§ **Description of the task**
Pull every line of the listing below and copy it out unchanged, character for character, from start to finish.

=== Section Start ===

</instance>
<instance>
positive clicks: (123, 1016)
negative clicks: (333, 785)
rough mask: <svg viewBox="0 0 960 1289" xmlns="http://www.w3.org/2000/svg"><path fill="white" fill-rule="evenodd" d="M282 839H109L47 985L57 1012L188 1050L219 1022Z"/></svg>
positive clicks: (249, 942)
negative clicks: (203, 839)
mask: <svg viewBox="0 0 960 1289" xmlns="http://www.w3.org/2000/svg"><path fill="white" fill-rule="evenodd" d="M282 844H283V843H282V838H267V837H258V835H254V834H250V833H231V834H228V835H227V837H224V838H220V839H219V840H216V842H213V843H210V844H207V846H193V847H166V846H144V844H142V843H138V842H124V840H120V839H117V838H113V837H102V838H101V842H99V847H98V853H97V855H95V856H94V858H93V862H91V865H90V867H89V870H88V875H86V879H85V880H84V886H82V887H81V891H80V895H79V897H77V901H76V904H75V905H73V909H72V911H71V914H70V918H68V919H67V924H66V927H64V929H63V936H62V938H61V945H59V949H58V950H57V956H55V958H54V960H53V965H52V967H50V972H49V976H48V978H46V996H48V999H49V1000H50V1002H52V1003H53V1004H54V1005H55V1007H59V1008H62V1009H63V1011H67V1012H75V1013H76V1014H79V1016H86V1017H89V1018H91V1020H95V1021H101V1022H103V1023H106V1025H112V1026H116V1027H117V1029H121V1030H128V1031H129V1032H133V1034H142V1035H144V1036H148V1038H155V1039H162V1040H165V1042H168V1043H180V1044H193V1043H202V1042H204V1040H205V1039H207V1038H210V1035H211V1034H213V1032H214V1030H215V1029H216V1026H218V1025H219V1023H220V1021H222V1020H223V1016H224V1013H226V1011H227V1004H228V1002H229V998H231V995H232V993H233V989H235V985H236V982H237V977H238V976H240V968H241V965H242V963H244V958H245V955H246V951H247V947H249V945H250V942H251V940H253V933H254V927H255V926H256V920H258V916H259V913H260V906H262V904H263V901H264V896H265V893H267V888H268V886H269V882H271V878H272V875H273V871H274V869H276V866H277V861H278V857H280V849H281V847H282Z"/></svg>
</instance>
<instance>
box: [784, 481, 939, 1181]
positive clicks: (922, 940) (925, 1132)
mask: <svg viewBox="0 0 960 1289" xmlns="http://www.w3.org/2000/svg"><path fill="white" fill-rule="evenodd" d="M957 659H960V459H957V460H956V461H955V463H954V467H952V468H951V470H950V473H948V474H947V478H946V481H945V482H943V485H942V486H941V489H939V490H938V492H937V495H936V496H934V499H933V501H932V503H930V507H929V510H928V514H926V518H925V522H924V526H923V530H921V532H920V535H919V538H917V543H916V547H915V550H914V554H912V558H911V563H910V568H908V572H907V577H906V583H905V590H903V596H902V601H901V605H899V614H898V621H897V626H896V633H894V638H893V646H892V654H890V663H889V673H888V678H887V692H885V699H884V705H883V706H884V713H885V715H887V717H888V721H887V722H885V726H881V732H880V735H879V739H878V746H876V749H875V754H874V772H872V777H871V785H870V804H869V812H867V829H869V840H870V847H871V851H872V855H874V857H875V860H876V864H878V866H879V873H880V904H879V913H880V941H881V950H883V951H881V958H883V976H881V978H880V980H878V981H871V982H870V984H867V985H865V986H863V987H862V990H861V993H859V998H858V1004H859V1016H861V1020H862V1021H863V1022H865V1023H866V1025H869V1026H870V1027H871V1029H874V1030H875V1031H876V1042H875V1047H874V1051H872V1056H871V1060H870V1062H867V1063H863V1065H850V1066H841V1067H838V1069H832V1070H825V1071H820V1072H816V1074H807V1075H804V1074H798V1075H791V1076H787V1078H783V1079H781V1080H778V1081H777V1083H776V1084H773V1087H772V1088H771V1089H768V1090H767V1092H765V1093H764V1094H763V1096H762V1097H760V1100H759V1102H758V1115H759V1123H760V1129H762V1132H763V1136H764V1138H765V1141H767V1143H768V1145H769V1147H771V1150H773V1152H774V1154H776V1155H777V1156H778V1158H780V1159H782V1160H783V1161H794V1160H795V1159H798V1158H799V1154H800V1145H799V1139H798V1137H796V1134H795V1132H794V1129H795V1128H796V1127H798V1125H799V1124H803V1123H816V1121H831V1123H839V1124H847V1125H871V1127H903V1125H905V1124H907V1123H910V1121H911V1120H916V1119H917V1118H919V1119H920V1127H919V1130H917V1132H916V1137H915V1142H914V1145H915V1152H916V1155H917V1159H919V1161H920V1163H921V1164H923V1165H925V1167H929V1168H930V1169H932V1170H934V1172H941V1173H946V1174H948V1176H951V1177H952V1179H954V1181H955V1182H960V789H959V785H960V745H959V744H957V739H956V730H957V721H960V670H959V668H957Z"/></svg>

=== Section End ===

§ **Output of the task**
</instance>
<instance>
positive clicks: (123, 1016)
negative clicks: (333, 785)
rough mask: <svg viewBox="0 0 960 1289" xmlns="http://www.w3.org/2000/svg"><path fill="white" fill-rule="evenodd" d="M282 839H109L47 985L57 1012L188 1050L219 1022Z"/></svg>
positive clicks: (249, 942)
negative clicks: (203, 839)
mask: <svg viewBox="0 0 960 1289" xmlns="http://www.w3.org/2000/svg"><path fill="white" fill-rule="evenodd" d="M282 844H283V843H282V838H267V837H258V835H254V834H250V833H231V834H228V835H227V837H224V838H220V839H219V840H216V842H213V843H210V844H207V846H193V847H166V846H144V844H142V843H138V842H124V840H120V839H117V838H113V837H102V838H101V842H99V847H98V853H97V855H95V856H94V858H93V862H91V865H90V867H89V870H88V875H86V879H85V880H84V886H82V887H81V891H80V895H79V897H77V901H76V904H75V905H73V909H72V911H71V914H70V918H68V919H67V924H66V927H64V929H63V936H62V938H61V945H59V949H58V950H57V956H55V958H54V960H53V965H52V967H50V972H49V976H48V978H46V996H48V999H49V1000H50V1002H52V1003H53V1004H54V1005H55V1007H59V1008H62V1009H63V1011H67V1012H75V1013H76V1014H79V1016H86V1017H89V1018H91V1020H95V1021H101V1022H103V1023H106V1025H112V1026H116V1027H117V1029H121V1030H128V1031H129V1032H133V1034H142V1035H144V1036H148V1038H155V1039H162V1040H165V1042H168V1043H180V1044H193V1043H202V1042H204V1040H205V1039H207V1038H210V1035H211V1034H213V1032H214V1030H215V1029H216V1026H218V1025H219V1023H220V1021H222V1020H223V1016H224V1013H226V1011H227V1004H228V1002H229V998H231V995H232V993H233V989H235V985H236V982H237V977H238V976H240V968H241V965H242V963H244V958H245V955H246V951H247V947H249V945H250V942H251V940H253V933H254V927H255V926H256V920H258V916H259V913H260V906H262V904H263V901H264V896H265V893H267V888H268V886H269V882H271V878H272V875H273V871H274V869H276V866H277V861H278V857H280V849H281V847H282Z"/></svg>
</instance>
<instance>
box: [784, 481, 939, 1181]
positive clicks: (922, 940) (925, 1132)
mask: <svg viewBox="0 0 960 1289" xmlns="http://www.w3.org/2000/svg"><path fill="white" fill-rule="evenodd" d="M957 659H960V459H957V460H956V461H955V463H954V467H952V468H951V470H950V473H948V474H947V478H946V481H945V482H943V485H942V486H941V489H939V490H938V492H937V495H936V496H934V499H933V501H932V503H930V507H929V510H928V514H926V518H925V522H924V526H923V530H921V532H920V535H919V538H917V543H916V547H915V550H914V554H912V558H911V563H910V568H908V572H907V577H906V583H905V590H903V596H902V601H901V605H899V614H898V621H897V626H896V633H894V638H893V646H892V654H890V663H889V673H888V678H887V692H885V699H884V705H883V706H884V713H885V715H887V717H888V721H887V722H885V726H881V732H880V735H879V739H878V746H876V749H875V754H874V772H872V777H871V785H870V804H869V812H867V829H869V840H870V847H871V851H872V855H874V857H875V860H876V864H878V866H879V873H880V904H879V913H880V941H881V950H883V951H881V958H883V976H881V978H880V980H878V981H871V982H870V984H867V985H865V986H863V987H862V990H861V993H859V998H858V1004H859V1016H861V1020H862V1021H863V1022H865V1023H866V1025H869V1026H870V1027H871V1029H874V1030H875V1031H876V1042H875V1047H874V1051H872V1056H871V1060H870V1062H867V1063H863V1065H850V1066H841V1067H838V1069H832V1070H825V1071H820V1072H816V1074H807V1075H804V1074H798V1075H791V1076H787V1078H783V1079H781V1080H778V1081H777V1083H776V1084H773V1087H772V1088H771V1089H768V1090H767V1092H765V1093H764V1094H763V1096H762V1097H760V1100H759V1102H758V1115H759V1123H760V1129H762V1132H763V1136H764V1138H765V1141H767V1143H768V1145H769V1147H771V1150H773V1152H774V1154H776V1155H777V1156H778V1158H780V1159H782V1160H783V1161H794V1160H795V1159H798V1158H799V1154H800V1145H799V1139H798V1137H796V1134H795V1132H794V1129H795V1128H796V1127H798V1125H799V1124H803V1123H816V1121H831V1123H839V1124H847V1125H871V1127H903V1125H905V1124H907V1123H910V1121H911V1120H916V1119H917V1118H919V1119H920V1127H919V1130H917V1132H916V1137H915V1142H914V1145H915V1152H916V1155H917V1159H919V1161H920V1163H921V1164H923V1165H925V1167H929V1168H930V1169H932V1170H934V1172H941V1173H946V1174H948V1176H951V1177H952V1179H954V1181H955V1182H960V789H959V785H960V745H959V744H957V739H956V730H957V721H960V670H959V668H957Z"/></svg>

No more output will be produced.